Everything from the line with "A point falls on each instance of the tall" to the end of the material is to be retyped exactly, both ends included, and nothing else.

━━━ DATA SHOWN

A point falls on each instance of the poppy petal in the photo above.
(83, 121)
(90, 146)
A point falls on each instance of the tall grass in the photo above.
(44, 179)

━━━━━━

» TASK OUTPUT
A point falls on each instance of the tall grass in the photo above.
(44, 179)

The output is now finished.